• **ARTICLE**

[START]

Closed jpmens closed 8 years ago

jpmens commented 8 years ago

As per the JSON documentation I have uploaded a configuration which configures Homie to use TLS (the artist formerly known as SSL :-) and TLS connections are correctly established to a Mosquitto broker if I don't force the listener to tlsv1.2.

I assumed the fingerprint element of the configuration would be to verify the server's certificate against some known good value. However, if I randomly modify the fingerprint on the device, the connection succeeds anyway. Is fingerprint checking actually implemented, or have I simply misunderstood the name of the element?

{
  "name": "Clever name of device",
  "wifi": {
    "ssid": "yyyy",
    "password": "xxxx"
  },
  "mqtt": {
    "host": "192.168.1.130",
    "port": 9993,
    "ssl": true,
    "fingerprint": "99:07:4A:06:E7:EC:34:36:B7:F4:73:6C:CC:C3:49:60:14:F3:85:F3",
    "auth": false
  },
  "ota": {
    "enabled": true,
    "ssl": false,
    "host": "192.168.1.130",
    "port": 80,
    "path": "/ota"

[END]

• **Items from a data source**
[START]

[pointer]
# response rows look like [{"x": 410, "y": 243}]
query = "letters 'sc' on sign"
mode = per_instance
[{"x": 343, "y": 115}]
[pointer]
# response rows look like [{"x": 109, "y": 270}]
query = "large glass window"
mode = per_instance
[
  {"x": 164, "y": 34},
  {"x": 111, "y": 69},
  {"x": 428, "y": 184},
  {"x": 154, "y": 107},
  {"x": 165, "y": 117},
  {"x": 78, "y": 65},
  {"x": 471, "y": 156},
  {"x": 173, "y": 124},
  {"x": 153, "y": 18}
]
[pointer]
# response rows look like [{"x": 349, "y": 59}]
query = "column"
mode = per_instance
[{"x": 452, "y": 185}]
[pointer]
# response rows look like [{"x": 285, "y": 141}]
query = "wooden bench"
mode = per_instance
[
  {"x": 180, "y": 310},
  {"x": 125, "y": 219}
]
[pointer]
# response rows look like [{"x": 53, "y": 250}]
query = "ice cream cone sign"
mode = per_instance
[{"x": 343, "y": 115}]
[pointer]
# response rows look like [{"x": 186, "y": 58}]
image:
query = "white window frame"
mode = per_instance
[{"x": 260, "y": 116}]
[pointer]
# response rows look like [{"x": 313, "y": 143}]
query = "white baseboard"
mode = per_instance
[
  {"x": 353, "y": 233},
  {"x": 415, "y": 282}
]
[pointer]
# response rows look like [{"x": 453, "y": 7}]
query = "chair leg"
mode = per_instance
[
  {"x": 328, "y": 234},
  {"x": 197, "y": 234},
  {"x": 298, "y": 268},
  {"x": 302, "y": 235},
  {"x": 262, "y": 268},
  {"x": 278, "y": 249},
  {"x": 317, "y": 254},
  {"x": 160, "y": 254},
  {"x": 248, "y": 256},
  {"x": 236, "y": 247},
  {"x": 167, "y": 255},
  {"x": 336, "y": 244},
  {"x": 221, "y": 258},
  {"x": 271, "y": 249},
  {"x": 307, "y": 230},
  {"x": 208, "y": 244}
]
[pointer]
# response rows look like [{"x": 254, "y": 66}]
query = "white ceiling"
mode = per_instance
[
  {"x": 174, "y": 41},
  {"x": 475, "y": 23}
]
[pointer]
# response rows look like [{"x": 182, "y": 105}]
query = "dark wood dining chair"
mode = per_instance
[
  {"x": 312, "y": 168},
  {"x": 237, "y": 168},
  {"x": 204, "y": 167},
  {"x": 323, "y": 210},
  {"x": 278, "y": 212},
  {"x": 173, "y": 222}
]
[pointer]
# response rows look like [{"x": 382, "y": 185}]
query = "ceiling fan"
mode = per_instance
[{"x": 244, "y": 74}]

[END]
[START]

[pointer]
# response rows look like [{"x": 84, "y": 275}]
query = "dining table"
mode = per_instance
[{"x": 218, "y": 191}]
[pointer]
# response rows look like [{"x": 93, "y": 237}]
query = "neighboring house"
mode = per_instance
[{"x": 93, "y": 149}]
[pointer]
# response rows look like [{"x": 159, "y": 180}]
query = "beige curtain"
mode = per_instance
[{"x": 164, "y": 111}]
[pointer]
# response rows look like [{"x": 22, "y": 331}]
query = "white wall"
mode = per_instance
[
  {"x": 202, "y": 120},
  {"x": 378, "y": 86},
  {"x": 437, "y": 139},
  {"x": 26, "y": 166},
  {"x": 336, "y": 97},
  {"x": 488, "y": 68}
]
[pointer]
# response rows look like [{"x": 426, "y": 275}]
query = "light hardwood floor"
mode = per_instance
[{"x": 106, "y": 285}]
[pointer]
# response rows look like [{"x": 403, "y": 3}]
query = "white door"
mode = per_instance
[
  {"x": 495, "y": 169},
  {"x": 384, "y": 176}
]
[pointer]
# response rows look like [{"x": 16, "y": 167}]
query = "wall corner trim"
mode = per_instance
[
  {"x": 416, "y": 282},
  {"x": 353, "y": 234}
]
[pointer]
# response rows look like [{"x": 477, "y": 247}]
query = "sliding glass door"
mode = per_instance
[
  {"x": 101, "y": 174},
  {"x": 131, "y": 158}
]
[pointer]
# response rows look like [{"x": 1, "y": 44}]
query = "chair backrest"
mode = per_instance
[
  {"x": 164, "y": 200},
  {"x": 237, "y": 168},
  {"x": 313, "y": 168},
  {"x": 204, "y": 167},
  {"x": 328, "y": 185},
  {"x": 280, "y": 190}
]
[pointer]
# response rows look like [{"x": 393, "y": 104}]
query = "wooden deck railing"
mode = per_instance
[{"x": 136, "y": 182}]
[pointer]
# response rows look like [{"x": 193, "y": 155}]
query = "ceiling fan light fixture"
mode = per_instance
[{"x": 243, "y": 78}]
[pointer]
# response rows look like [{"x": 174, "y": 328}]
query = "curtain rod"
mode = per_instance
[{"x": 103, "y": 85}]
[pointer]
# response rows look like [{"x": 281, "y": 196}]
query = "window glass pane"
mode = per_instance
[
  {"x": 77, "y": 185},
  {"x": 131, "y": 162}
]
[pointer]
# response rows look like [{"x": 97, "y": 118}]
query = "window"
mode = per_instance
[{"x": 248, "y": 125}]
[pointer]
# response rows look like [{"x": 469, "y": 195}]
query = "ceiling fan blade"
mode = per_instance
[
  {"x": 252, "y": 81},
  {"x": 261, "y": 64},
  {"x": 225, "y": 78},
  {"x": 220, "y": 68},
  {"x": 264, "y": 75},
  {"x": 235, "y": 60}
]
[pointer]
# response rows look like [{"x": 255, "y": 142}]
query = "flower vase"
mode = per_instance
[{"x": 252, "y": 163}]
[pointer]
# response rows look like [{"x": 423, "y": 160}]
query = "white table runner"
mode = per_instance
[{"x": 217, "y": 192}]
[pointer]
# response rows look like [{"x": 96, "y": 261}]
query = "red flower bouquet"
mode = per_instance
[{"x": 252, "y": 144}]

[END]
[START]

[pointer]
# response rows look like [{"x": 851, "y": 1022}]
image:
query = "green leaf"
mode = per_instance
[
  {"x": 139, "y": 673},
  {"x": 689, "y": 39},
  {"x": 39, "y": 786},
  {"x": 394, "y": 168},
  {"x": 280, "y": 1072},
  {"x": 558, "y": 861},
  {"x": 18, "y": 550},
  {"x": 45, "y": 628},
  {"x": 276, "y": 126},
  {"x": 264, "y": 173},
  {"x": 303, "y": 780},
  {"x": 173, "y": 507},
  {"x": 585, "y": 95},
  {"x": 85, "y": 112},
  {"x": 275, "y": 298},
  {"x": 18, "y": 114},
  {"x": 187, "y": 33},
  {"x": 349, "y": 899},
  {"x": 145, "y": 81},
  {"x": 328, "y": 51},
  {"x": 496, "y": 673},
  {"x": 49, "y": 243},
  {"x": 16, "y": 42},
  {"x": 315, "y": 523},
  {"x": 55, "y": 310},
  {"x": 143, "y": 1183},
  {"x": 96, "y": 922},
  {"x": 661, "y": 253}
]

[END]

• **GIVEN REQUEST 1**
In the Homie TLS issue, rewrite the passage from "Closed jpmens closed" to "of the element?", substituting "server" for "broker".
• **GIVEN REQUEST 2**
In the Homie TLS issue, list every key inside the "mqtt" block of the configuration.
• **GIVEN REQUEST 3**
Write what comes next in the Homie TLS issue, picking up after its last line.

• **EXERCISE ANSWER 1**
Closed jpmens closed 8 years ago

jpmens commented 8 years ago

As per the JSON documentation I have uploaded a configuration which configures Homie to use TLS (the artist formerly known as SSL :-) and TLS connections are correctly established to a Mosquitto server if I don't force the listener to tlsv1.2.

I assumed the fingerprint element of the configuration would be to verify the server's certificate against some known good value. However, if I randomly modify the fingerprint on the device, the connection succeeds anyway. Is fingerprint checking actually implemented, or have I simply misunderstood the name of the element?

• **EXERCISE ANSWER 2**
host, port, ssl, fingerprint, auth

• **EXERCISE ANSWER 3**
  }
}

(The real broker's CA certificate fingerprint obtained with openssl x509 -in ca.crt -noout -fingerprint has a 2 at the end of the fingerprint instead of a 3.)

jpmens commented 8 years ago

Looking at BootNormal takes me here and depths I wouldn't normally be in... it appears to me as though it ought to work.

marvinroger commented 8 years ago

As you just said, it is implemented and should work... Could you please add a Logger.logln("Checking fingerprint") at line 76? Just to be sure the condition is evaluated.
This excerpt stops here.